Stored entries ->
**********

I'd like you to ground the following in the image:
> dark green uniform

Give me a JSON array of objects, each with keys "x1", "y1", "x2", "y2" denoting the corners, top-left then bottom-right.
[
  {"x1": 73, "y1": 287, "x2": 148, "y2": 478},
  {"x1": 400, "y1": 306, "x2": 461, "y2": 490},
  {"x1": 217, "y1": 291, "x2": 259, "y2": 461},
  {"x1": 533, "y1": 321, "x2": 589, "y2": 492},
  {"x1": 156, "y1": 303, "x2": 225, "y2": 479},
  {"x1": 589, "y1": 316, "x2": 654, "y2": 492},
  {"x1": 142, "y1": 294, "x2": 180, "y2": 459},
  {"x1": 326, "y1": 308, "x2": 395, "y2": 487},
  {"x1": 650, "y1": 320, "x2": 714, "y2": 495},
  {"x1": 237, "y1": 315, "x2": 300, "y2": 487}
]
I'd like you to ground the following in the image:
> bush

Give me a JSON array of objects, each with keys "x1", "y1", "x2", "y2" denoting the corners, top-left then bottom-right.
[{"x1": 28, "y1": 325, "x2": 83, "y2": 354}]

**********

What the task asks -> Copy out the records above with every "denoting" swapped for "marking", changing nothing else.

Output for this exercise ->
I'd like you to ground the following in the image:
> dark green uniform

Give me a JSON array of objects, each with keys "x1", "y1", "x2", "y2" marking the corners, top-left then bottom-right.
[
  {"x1": 73, "y1": 287, "x2": 148, "y2": 478},
  {"x1": 400, "y1": 306, "x2": 461, "y2": 490},
  {"x1": 217, "y1": 291, "x2": 259, "y2": 461},
  {"x1": 533, "y1": 321, "x2": 589, "y2": 492},
  {"x1": 156, "y1": 303, "x2": 225, "y2": 479},
  {"x1": 589, "y1": 316, "x2": 654, "y2": 492},
  {"x1": 142, "y1": 294, "x2": 180, "y2": 459},
  {"x1": 326, "y1": 308, "x2": 395, "y2": 487},
  {"x1": 650, "y1": 320, "x2": 714, "y2": 495},
  {"x1": 237, "y1": 315, "x2": 300, "y2": 487}
]
I'd like you to ground the following in the image:
> bush

Give me a JSON array of objects, each with keys "x1", "y1", "x2", "y2" marking the corners, top-left then bottom-right.
[{"x1": 28, "y1": 325, "x2": 83, "y2": 354}]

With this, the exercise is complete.